After locating the line that contains "One point goes on every instance of the man with arms", quote it and all lines after it through the end of the entries, and nothing more. Pictures stay out.

Segment Start: Exercise data

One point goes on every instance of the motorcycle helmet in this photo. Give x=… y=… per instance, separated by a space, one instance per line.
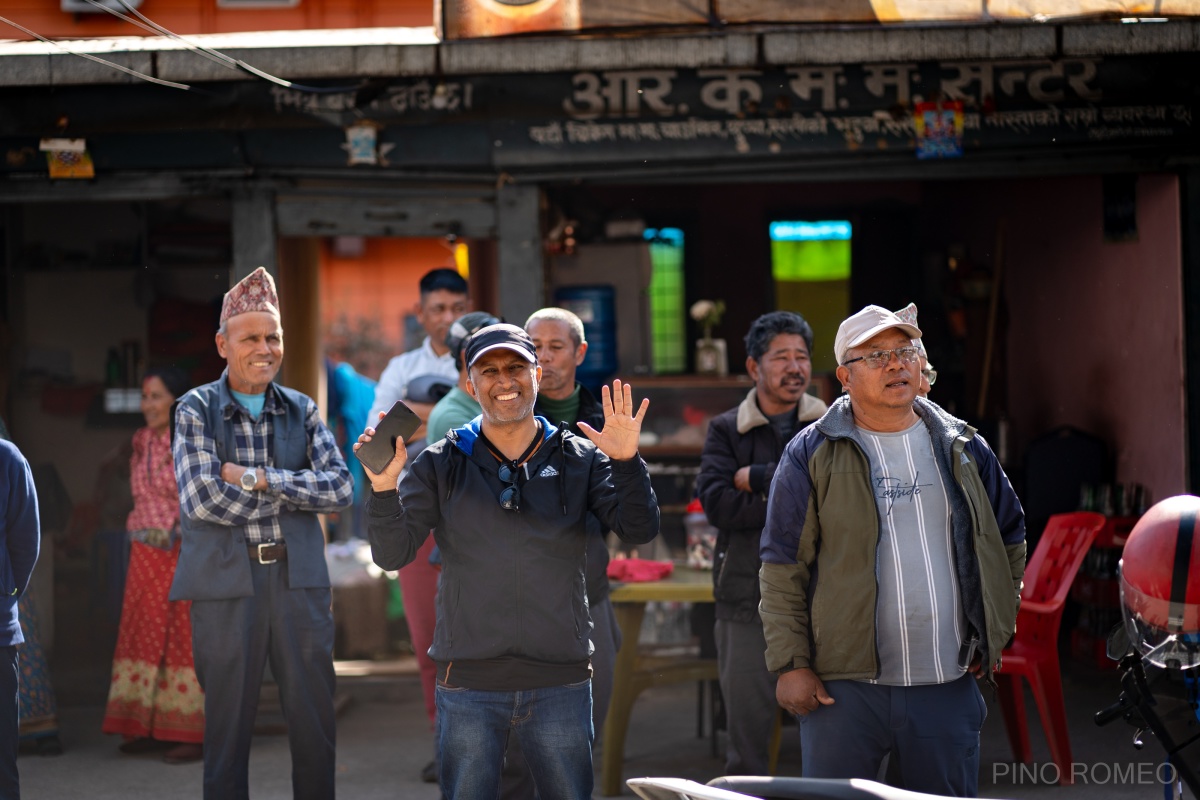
x=462 y=328
x=1161 y=584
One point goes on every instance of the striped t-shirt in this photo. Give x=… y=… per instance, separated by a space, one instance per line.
x=918 y=618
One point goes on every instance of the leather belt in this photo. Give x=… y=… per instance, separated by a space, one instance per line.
x=268 y=552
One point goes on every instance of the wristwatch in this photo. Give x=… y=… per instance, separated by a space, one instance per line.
x=250 y=479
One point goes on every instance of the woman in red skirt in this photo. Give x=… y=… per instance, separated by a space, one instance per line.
x=155 y=701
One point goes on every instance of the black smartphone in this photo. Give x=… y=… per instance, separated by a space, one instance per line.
x=400 y=422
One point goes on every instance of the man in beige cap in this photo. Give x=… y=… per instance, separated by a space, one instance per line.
x=893 y=555
x=255 y=465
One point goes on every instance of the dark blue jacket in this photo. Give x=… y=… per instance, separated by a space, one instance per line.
x=513 y=582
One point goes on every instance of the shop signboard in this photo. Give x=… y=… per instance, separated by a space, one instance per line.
x=484 y=18
x=623 y=116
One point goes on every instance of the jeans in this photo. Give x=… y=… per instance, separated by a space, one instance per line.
x=10 y=782
x=933 y=729
x=553 y=726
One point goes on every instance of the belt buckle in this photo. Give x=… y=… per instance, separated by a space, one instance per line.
x=261 y=546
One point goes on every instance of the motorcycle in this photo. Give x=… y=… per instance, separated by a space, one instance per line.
x=769 y=788
x=1164 y=702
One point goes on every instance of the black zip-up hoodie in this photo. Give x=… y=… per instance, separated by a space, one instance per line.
x=513 y=582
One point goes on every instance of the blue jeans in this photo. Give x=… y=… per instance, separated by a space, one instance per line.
x=553 y=726
x=933 y=729
x=10 y=782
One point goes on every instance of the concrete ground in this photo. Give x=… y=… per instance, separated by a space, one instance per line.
x=384 y=740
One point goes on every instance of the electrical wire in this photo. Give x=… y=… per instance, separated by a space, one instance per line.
x=172 y=84
x=216 y=55
x=153 y=28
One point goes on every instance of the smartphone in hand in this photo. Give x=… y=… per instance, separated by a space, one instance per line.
x=400 y=422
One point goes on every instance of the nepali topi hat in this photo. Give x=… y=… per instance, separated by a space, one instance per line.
x=256 y=292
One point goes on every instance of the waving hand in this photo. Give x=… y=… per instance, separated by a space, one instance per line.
x=622 y=426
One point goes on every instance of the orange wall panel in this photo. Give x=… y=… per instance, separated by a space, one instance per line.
x=204 y=17
x=367 y=298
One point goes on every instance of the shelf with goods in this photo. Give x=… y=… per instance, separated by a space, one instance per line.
x=1097 y=593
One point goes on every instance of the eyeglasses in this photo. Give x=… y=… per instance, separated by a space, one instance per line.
x=881 y=358
x=510 y=498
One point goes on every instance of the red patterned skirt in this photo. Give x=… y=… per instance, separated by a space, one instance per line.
x=154 y=692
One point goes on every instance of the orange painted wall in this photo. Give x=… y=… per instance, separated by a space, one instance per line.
x=366 y=298
x=204 y=17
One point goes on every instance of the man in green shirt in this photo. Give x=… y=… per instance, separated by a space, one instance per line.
x=457 y=407
x=558 y=336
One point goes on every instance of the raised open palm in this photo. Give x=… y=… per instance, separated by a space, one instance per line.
x=622 y=425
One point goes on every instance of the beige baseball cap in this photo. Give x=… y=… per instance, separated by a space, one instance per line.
x=862 y=326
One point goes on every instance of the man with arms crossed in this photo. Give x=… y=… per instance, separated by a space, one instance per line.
x=508 y=498
x=256 y=465
x=893 y=558
x=739 y=458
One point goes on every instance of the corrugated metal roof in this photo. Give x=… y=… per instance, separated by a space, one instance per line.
x=395 y=52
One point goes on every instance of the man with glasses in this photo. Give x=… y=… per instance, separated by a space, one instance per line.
x=893 y=555
x=508 y=497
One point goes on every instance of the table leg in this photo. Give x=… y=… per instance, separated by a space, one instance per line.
x=629 y=618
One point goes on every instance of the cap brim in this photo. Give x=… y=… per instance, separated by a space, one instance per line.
x=503 y=346
x=911 y=330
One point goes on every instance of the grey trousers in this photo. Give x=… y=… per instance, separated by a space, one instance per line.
x=233 y=639
x=749 y=693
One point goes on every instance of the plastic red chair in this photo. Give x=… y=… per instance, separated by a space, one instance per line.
x=1033 y=654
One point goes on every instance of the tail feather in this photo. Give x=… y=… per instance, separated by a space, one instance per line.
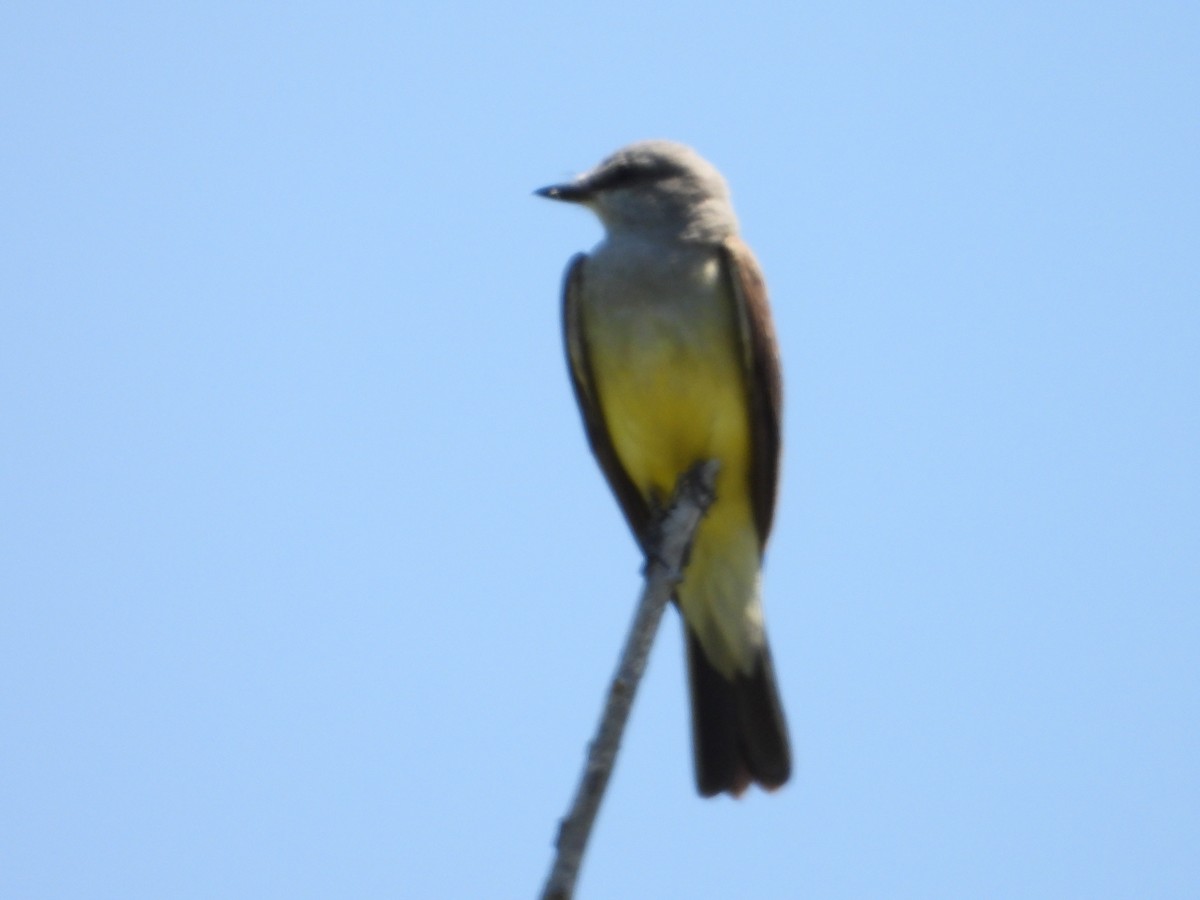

Segment End: Exercise data

[Solution to this task]:
One point goes on every instance of the man with arms crossed in this photo. Give x=… y=… per instance, separated by a space, one instance per line.
x=508 y=498
x=256 y=465
x=893 y=558
x=739 y=458
One point goes on every instance of the corrugated metal roof in this photo. Give x=… y=… per instance, separated by a space, one instance per line.
x=395 y=52
One point goes on every instance of the man with glasses in this photo. Give x=… y=… per instance, separated by a space, one instance per line.
x=893 y=555
x=508 y=497
One point goes on every instance of the table leg in this photo. Give x=… y=… per instance, separated by a space, one instance per line.
x=629 y=618
One point goes on every instance of the cap brim in this photo. Give x=… y=… per instance, separated by a space, one instance per line.
x=503 y=346
x=911 y=330
One point goes on every instance of the grey trousers in this photo. Give x=… y=… per instance, separated by a space, one instance per line.
x=233 y=639
x=749 y=693
One point goes on every instance of the plastic red chair in this photo. Give x=… y=… per instance, separated by a space, one instance per line.
x=1033 y=654
One point goes on every instance of the tail feather in this photo. Give x=… y=… per instance, separated by a space, one instance per line.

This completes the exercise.